◆ SUPPLIED TEXT
□ □ □ □

# Xperience-10M Multi-Episode Data Access Status

This file summarizes what is needed before the Qwen3-Omni pilot becomes a real
held-out multi-episode experiment.

## Current State

| Item | Status |
| --- | --- |
| Target pilot size | 32 valid Xperience-10M episodes |
| Current public local sample | 1 episode |
| Full dataset access | Pending gated-dataset approval |
| Current Qwen3-Omni artifacts | Setup-stage sample run, not held-out multi-episode model metrics |
| Public raw-data redistribution | Not included |

## Episode Requirement

A valid training episode needs `annotation.hdf5` and at least
`fisheye_cam0.mp4`. A complete omni-model episode preferably includes all six
MP4 streams. `visualization.rrd` is a viewer artifact and is excluded from
training downloads.

The 32-episode pilot should only be reported after:

- at least 32 valid episodes are staged,
- train/test splits are separated by episode,
- manifest files record missing views and feature coverage,
- training finishes with metadata and progress logs,
- evaluation runs on held-out test episodes,
- predictions, metrics, confusion matrices, and a run report are committed.

## Discovery Snapshot

| Source | Valid episodes available to the current public project state |
| --- | ---: |
| Local public sample | 1 |
| ModelScope discovery | 0 |
| Hugging Face discovery | 0 |

These counts describe the current staged/project-visible data, not the full
scale of Xperience-10M.

## Related Files

- `results/omni_finetune/MULTI_EPISODE_ACCESS_STATUS.md`
- `results/omni_finetune/source_discovery.json`
- `scripts/omni/discover_xperience10m_sources.py`
- `scripts/omni/build_episode_manifest.py`

□ □ □ □

◆ REQUIRED TASK 1
Starting with "## Discovery Snapshot" and going on through "scale of Xperience-10M.", write out that part of the Xperience-10M status file again, swapping "counts" for "totals".

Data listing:
□ □ □ □

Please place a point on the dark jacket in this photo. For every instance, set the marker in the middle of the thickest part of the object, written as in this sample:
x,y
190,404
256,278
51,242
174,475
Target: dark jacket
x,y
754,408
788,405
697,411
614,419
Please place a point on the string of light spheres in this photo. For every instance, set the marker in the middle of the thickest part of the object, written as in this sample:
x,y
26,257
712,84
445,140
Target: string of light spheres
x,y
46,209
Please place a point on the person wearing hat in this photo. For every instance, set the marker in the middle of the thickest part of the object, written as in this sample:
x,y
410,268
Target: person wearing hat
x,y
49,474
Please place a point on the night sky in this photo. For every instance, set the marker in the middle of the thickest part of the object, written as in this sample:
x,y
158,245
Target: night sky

□ □ □ □

◆ REQUIRED TASK 2
Locate each line in the records that contains the string "jacket", matching case, and copy those lines out.

◆ CORRECT RESPONSE 1
## Discovery Snapshot

| Source | Valid episodes available to the current public project state |
| --- | ---: |
| Local public sample | 1 |
| ModelScope discovery | 0 |
| Hugging Face discovery | 0 |

These totals describe the current staged/project-visible data, not the full
scale of Xperience-10M.

◆ CORRECT RESPONSE 2
Please place a point on the dark jacket in this photo. For every instance, set the marker in the middle of the thickest part of the object, written as in this sample:
Target: dark jacket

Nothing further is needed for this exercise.